>>>

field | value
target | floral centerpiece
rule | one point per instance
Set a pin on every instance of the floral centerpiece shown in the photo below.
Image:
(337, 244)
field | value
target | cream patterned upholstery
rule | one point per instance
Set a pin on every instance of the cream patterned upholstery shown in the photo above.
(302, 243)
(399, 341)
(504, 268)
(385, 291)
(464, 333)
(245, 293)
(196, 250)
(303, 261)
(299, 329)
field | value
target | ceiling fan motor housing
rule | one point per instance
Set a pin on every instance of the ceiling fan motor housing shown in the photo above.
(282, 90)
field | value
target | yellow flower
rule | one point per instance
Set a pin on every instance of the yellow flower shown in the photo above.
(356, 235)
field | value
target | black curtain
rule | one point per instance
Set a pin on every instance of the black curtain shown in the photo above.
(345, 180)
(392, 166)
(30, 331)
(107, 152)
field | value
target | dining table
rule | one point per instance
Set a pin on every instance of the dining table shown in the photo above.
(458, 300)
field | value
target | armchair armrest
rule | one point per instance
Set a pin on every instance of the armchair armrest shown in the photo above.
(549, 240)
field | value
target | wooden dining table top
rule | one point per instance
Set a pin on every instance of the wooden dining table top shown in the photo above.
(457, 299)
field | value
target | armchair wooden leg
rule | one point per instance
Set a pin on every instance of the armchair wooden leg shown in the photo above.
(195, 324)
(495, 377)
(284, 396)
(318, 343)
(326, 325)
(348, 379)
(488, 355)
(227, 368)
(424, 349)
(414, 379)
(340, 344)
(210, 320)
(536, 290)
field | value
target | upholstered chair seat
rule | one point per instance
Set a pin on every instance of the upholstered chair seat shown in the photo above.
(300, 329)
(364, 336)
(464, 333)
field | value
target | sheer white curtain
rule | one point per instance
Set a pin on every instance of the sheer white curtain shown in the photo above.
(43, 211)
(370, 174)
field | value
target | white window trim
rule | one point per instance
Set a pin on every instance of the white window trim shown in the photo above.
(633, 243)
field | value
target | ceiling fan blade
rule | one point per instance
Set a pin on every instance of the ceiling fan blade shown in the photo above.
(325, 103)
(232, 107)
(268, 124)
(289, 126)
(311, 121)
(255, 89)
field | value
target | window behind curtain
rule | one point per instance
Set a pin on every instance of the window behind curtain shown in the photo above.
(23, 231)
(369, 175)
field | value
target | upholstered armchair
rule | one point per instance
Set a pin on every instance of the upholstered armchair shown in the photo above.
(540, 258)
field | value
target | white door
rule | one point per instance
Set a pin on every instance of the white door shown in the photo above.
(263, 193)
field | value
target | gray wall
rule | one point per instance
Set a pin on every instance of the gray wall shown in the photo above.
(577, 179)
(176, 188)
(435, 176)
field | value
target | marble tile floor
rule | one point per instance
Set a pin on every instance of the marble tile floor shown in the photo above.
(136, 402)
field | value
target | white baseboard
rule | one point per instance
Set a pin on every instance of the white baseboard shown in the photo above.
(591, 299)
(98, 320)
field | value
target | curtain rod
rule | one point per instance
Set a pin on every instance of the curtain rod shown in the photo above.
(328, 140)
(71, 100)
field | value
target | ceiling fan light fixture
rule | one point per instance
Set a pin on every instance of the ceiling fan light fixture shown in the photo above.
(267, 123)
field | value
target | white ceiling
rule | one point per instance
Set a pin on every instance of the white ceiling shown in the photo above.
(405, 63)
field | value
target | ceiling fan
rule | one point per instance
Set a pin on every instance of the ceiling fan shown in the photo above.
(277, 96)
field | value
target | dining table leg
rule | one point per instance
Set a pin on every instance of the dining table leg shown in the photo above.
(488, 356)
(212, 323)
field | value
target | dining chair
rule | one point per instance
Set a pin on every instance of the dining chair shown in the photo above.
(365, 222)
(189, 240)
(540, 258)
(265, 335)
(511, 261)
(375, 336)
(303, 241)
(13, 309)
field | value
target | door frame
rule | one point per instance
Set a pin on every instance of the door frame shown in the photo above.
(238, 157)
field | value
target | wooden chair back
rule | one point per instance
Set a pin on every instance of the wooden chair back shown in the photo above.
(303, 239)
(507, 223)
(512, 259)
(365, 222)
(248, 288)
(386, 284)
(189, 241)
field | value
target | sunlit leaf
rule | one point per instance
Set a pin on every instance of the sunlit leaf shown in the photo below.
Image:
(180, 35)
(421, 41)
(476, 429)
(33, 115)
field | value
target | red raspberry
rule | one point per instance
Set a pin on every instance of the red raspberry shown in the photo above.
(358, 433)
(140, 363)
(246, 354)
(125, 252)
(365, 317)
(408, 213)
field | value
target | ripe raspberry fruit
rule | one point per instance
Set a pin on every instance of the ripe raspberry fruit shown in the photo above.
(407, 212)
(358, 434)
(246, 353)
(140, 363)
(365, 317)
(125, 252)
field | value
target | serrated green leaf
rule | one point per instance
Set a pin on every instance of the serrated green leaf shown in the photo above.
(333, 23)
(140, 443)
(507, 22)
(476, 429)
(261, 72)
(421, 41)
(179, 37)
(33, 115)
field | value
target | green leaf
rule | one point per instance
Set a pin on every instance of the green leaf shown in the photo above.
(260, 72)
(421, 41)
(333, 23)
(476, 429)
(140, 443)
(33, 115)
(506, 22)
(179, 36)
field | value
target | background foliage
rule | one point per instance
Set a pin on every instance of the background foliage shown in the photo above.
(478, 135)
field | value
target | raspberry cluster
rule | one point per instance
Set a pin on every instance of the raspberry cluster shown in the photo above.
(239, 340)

<<<

_Problem statement_
Output each record above exactly, omitting nothing.

_Result of the exercise_
field | value
target | floral centerpiece
rule | one point per instance
Set a pin on every instance of the floral centerpiece shown in the photo below.
Image:
(337, 244)
field | value
target | cream patterned upholstery
rule | one point per instance
Set a pin on every instance of the cream patterned upholstery shown in the photo above.
(302, 243)
(399, 341)
(504, 268)
(385, 291)
(464, 333)
(245, 293)
(196, 250)
(303, 261)
(299, 329)
field | value
target | ceiling fan motor housing
rule | one point per instance
Set a pin on every instance of the ceiling fan motor housing shown in the photo above.
(282, 90)
field | value
target | yellow flower
rule | one point per instance
Set a pin on every instance of the yellow flower shown in the photo above.
(356, 235)
field | value
target | black curtain
rule | one point per instance
Set a pin on every instance of the black curtain shown in the photo above.
(345, 180)
(392, 166)
(30, 331)
(107, 152)
field | value
target | dining table
rule | one point per instance
Set a pin on every instance of the dining table shown in the photo above.
(458, 300)
field | value
target | armchair armrest
rule | one point per instance
Set a pin on every instance of the armchair armrest shown in the photo above.
(549, 240)
field | value
target | wooden dining table top
rule | one point per instance
Set a pin on every instance of the wooden dining table top shown in the photo above.
(457, 299)
field | value
target | armchair wooden leg
rule | one point per instance
Set a pin on every instance of the armchair wooden leg shown in the photo above.
(195, 324)
(495, 377)
(284, 396)
(318, 343)
(326, 325)
(348, 379)
(488, 355)
(227, 368)
(424, 349)
(414, 379)
(340, 344)
(210, 320)
(536, 290)
field | value
target | upholstered chair seat
rule | one point per instance
Set a pin on every instance of the upholstered chair seat shown in the photo above.
(300, 329)
(364, 336)
(464, 333)
field | value
target | sheer white curtain
rule | one point per instance
Set a pin on every instance of the sheer white curtain shown in the photo above.
(43, 211)
(370, 174)
field | value
target | white window trim
rule | one point per instance
Set a pin on every instance of the white window trim shown in the photo above.
(633, 243)
field | value
target | ceiling fan blade
rule | one point per instance
Set a pin on every instance of the ceiling fan blade shown in the photo above.
(325, 103)
(232, 107)
(268, 124)
(289, 126)
(311, 121)
(255, 89)
field | value
target | window behind curtain
rule | one point per instance
Set a pin on every instance of the window behind curtain shown in the photo above.
(23, 231)
(369, 175)
field | value
target | upholstered armchair
rule | one point per instance
Set a pin on every instance of the upholstered armchair shown in the photo above.
(540, 258)
field | value
target | white door
rule | one point per instance
Set a pin on every instance of the white door shown in the photo above.
(263, 193)
field | value
target | gray wall
rule | one point per instance
Set a pin on every instance of the gray wall shown in the photo above.
(577, 179)
(176, 188)
(435, 176)
field | value
target | marble tile floor
rule | one point per instance
Set a pin on every instance of the marble tile floor shown in the photo above.
(136, 402)
field | value
target | white baseboard
rule | one point per instance
Set a pin on every instance of the white baseboard shown in the photo above.
(591, 299)
(98, 320)
field | value
target | curtain rod
rule | one point per instance
Set a pin on every instance of the curtain rod shown in the photo above.
(328, 140)
(71, 100)
field | value
target | ceiling fan light fixture
rule | one point per instance
Set a pin on every instance of the ceiling fan light fixture shown in the photo above.
(267, 123)
field | value
target | white ceiling
rule | one point per instance
Set a pin on every instance of the white ceiling shown in the photo above.
(405, 63)
field | value
target | ceiling fan
rule | one point per instance
Set a pin on every instance of the ceiling fan shown in the photo above.
(277, 96)
field | value
target | dining table leg
rule | one point per instance
Set a pin on every instance of the dining table leg shown in the photo above.
(488, 356)
(212, 323)
field | value
target | dining chair
rule | one point per instance
Set a pin on every instance of the dining chair shown in the photo above.
(365, 222)
(189, 240)
(540, 258)
(265, 335)
(511, 261)
(375, 336)
(303, 241)
(13, 309)
field | value
target | door frame
rule | one point per instance
Set a pin on every instance of the door frame shown in the photo above.
(238, 157)
field | value
target | wooden chair back
rule | one point per instance
Set a pin on every instance of the wooden chair back shown in the photo above.
(303, 239)
(507, 223)
(512, 259)
(365, 222)
(248, 288)
(386, 284)
(189, 241)
field | value
target | sunlit leaf
rule | one point per instance
Set a pin on every instance of the sunlit leaf shown in the photo below.
Image:
(180, 35)
(421, 41)
(476, 429)
(33, 115)
field | value
target | red raspberry
rule | one point per instance
Set a pin on every instance of the red raspberry shown in the photo above.
(358, 433)
(140, 363)
(246, 354)
(125, 252)
(365, 317)
(408, 213)
field | value
target | ripe raspberry fruit
rule | one point per instance
Set a pin on every instance of the ripe raspberry fruit shown in the photo above.
(407, 212)
(358, 434)
(246, 353)
(140, 363)
(365, 317)
(125, 252)
field | value
target | serrated green leaf
rule | one point per instance
Set a pin on every instance of the serrated green leaf shown in the photo above.
(333, 23)
(140, 443)
(507, 22)
(476, 429)
(261, 72)
(421, 41)
(179, 37)
(33, 115)
field | value
target | green leaf
rule | one point per instance
Set a pin on every instance of the green leaf shown in the photo above.
(260, 72)
(421, 41)
(333, 23)
(476, 429)
(140, 443)
(33, 115)
(506, 22)
(179, 36)
field | value
target | background foliage
rule | one point per instance
Set a pin on every instance of the background foliage shown in the photo above.
(478, 135)
field | value
target | raspberry cluster
rule | one point per instance
Set a pin on every instance of the raspberry cluster shown in the photo above.
(239, 340)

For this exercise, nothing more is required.